* Exercise requirements
Give back only the lines from the one with "of the striped" through the last line of the data, exactly as they appear.

* Data supplied
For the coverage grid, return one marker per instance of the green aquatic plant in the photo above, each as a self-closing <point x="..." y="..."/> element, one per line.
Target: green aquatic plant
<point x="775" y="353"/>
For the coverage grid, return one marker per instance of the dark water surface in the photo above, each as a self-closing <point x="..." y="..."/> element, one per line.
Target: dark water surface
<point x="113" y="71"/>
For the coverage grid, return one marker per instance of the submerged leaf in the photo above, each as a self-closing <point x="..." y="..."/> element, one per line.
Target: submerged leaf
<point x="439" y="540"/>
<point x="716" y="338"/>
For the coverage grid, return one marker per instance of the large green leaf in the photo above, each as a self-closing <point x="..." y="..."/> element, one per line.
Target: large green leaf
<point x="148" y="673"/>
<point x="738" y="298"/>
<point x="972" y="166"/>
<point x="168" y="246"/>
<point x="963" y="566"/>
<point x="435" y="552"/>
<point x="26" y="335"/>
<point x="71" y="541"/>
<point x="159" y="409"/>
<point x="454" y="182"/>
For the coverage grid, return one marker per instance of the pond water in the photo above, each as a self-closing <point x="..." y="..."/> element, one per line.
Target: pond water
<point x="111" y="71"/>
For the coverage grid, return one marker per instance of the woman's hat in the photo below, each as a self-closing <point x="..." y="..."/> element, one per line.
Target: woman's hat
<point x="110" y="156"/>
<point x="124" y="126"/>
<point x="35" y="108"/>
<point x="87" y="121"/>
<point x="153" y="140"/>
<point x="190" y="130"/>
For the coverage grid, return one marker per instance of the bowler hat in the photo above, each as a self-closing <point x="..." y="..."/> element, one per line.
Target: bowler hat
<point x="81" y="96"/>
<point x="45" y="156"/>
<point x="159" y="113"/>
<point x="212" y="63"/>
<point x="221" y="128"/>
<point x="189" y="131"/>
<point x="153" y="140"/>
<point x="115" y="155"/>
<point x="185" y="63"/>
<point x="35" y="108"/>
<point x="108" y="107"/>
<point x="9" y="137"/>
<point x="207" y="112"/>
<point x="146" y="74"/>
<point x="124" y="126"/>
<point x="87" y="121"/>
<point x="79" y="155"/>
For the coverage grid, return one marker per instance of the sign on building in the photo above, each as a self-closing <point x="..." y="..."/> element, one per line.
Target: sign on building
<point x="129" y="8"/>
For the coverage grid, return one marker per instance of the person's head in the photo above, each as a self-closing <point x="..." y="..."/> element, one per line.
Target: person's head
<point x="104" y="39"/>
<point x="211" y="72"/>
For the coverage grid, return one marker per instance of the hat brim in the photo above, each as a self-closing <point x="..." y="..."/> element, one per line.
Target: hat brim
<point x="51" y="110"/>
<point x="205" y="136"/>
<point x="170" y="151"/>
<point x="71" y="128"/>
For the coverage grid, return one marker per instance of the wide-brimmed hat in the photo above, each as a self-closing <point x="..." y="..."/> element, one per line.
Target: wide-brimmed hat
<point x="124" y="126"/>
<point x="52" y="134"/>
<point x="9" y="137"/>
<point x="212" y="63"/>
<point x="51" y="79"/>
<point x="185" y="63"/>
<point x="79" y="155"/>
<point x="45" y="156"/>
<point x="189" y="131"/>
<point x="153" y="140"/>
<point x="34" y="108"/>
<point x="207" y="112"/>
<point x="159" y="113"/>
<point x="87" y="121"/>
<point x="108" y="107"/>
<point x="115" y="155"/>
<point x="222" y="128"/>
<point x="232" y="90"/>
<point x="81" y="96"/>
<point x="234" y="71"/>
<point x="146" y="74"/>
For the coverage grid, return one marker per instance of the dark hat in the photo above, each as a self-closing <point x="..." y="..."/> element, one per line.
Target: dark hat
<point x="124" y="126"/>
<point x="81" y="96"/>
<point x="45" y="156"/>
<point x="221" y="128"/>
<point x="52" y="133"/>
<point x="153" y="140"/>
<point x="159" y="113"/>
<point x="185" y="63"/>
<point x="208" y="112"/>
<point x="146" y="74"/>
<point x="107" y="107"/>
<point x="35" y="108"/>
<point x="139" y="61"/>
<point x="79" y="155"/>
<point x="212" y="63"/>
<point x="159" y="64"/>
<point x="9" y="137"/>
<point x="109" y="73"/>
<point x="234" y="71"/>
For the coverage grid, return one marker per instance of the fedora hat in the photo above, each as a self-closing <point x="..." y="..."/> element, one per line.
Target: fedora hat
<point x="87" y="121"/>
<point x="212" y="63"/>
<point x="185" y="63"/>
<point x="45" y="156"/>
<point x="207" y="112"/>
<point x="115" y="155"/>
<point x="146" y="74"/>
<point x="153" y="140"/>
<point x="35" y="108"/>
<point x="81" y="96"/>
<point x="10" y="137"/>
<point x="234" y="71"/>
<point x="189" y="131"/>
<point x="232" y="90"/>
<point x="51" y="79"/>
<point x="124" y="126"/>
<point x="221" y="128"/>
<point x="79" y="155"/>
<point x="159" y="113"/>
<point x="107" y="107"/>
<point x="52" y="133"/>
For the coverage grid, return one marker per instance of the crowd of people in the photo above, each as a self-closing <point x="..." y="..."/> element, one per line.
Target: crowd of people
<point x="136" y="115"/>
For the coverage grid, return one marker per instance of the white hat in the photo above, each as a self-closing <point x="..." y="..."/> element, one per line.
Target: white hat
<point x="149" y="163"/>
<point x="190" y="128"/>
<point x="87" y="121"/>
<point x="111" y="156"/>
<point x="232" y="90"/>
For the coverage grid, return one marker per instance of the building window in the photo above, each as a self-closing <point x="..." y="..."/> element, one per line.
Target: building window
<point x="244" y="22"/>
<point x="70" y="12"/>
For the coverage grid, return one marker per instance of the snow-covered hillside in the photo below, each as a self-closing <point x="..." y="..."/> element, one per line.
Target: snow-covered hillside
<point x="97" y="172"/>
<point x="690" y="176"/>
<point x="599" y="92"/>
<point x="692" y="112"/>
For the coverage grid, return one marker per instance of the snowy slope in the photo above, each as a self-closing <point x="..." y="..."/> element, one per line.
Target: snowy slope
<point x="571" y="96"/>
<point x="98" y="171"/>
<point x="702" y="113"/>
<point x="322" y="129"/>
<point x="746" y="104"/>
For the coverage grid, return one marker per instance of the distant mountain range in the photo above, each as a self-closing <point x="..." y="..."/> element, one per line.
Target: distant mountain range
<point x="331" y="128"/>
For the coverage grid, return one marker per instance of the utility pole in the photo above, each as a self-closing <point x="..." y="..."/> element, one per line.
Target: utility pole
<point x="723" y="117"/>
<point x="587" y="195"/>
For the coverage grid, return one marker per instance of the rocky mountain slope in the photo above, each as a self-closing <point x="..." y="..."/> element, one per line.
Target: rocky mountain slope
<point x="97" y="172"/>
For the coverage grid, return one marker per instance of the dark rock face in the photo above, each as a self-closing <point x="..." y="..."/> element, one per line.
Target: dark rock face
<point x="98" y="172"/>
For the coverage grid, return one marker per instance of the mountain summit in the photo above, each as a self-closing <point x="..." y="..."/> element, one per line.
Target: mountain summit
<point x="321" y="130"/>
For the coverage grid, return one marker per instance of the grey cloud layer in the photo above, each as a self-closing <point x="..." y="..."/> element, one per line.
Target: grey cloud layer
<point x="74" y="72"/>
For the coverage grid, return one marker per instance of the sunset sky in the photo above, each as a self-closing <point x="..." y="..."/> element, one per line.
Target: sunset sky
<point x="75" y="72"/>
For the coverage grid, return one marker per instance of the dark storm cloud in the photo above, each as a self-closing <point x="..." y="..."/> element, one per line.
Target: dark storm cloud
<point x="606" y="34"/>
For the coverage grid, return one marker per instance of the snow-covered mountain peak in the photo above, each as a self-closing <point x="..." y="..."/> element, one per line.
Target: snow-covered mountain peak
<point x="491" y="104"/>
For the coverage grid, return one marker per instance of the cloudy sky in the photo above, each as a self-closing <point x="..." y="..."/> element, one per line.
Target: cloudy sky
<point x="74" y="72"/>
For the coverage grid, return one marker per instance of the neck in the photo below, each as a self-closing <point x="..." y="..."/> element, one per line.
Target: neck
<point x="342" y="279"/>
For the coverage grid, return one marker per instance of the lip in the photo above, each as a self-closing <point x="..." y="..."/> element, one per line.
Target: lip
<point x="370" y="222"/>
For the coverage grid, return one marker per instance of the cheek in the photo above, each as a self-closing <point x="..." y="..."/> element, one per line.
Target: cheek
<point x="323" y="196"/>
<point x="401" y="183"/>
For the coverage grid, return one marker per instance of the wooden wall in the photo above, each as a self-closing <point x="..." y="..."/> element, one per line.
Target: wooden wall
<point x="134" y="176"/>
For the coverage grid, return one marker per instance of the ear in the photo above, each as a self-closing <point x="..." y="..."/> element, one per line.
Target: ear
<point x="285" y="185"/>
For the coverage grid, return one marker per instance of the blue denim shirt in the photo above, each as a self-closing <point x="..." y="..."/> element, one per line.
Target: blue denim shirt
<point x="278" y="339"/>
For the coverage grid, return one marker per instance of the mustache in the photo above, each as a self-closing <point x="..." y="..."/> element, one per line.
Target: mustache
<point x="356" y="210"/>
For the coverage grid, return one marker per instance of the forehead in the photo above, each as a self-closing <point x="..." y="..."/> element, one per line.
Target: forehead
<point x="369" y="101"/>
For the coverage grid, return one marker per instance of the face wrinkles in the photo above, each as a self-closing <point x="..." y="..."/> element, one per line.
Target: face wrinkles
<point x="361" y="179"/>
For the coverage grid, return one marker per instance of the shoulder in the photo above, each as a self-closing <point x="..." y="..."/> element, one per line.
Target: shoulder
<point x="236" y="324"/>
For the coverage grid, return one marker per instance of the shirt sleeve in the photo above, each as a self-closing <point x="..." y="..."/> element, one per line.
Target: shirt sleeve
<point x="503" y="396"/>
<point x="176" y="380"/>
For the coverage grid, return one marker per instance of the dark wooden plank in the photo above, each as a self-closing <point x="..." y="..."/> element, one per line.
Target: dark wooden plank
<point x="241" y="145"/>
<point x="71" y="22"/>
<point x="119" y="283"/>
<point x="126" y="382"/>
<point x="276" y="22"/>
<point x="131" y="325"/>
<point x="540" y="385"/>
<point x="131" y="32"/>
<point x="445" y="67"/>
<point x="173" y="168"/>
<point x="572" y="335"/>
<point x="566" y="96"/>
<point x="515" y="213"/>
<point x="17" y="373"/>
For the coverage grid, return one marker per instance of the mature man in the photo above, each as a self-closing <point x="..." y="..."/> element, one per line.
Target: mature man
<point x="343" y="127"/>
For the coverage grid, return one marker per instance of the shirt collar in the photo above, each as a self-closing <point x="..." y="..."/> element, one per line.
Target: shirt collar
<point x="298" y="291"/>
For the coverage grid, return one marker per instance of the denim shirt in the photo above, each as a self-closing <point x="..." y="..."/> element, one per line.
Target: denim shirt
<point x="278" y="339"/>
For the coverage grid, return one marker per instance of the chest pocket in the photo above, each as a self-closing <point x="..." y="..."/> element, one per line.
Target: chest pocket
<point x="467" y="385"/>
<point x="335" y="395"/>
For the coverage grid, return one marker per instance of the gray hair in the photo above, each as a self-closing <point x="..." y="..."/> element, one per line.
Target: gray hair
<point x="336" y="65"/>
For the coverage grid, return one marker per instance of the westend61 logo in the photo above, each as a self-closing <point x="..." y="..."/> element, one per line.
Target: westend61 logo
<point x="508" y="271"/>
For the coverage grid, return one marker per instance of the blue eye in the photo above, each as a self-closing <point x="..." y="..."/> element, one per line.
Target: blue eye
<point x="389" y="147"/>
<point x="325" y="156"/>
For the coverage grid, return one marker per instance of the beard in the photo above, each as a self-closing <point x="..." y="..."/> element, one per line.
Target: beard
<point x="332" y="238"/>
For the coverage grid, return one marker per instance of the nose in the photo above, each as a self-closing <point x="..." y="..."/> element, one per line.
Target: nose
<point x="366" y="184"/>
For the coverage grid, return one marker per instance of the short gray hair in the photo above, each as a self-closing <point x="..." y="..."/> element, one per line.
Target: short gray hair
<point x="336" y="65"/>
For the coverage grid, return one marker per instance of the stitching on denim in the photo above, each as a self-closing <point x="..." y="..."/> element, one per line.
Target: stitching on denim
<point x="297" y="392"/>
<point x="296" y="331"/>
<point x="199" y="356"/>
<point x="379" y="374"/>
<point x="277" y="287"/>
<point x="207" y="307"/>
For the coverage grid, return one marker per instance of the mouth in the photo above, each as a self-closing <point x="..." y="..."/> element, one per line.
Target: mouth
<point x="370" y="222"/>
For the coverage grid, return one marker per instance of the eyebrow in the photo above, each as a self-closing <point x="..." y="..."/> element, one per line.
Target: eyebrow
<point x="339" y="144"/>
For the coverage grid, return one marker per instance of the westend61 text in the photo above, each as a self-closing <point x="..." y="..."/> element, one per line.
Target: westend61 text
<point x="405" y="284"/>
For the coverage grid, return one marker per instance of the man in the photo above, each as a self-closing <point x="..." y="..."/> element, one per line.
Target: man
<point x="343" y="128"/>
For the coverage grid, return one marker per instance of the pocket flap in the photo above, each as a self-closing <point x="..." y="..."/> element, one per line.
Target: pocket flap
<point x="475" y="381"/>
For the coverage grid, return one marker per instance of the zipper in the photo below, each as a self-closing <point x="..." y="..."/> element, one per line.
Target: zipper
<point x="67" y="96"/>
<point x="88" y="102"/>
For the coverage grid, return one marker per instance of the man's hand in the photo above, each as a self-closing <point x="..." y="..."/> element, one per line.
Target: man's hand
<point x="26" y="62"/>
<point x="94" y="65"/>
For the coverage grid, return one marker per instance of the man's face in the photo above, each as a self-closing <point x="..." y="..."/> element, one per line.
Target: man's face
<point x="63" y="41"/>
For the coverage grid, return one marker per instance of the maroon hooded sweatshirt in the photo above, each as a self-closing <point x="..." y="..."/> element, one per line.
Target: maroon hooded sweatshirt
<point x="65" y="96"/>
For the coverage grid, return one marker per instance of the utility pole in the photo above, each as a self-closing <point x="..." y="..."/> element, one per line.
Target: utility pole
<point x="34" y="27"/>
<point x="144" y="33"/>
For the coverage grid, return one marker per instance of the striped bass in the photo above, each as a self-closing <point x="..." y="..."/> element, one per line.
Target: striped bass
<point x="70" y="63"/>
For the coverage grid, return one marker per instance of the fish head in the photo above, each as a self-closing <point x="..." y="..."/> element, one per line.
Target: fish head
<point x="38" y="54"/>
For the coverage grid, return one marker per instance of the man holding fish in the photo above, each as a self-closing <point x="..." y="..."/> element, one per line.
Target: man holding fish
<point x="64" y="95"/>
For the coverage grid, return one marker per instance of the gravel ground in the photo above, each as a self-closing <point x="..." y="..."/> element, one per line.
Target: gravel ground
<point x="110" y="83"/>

* Response to this task
For the coverage grid, return one marker per instance of the striped bass in the photo above, each as a self-closing <point x="..." y="..."/> element, one per line.
Target: striped bass
<point x="70" y="63"/>
For the coverage grid, return one marker per instance of the fish head in the photo above, each as a self-closing <point x="..." y="..."/> element, one per line.
Target: fish head
<point x="38" y="54"/>
For the coverage grid, return one marker per instance of the man holding fish in the photo above, each as a self-closing <point x="..." y="..."/> element, one per line.
Target: man holding fish
<point x="64" y="95"/>
For the coverage grid, return one marker per instance of the gravel ground in the photo above, each as a self-closing <point x="..." y="..."/> element, one per line.
Target: gravel ground
<point x="110" y="83"/>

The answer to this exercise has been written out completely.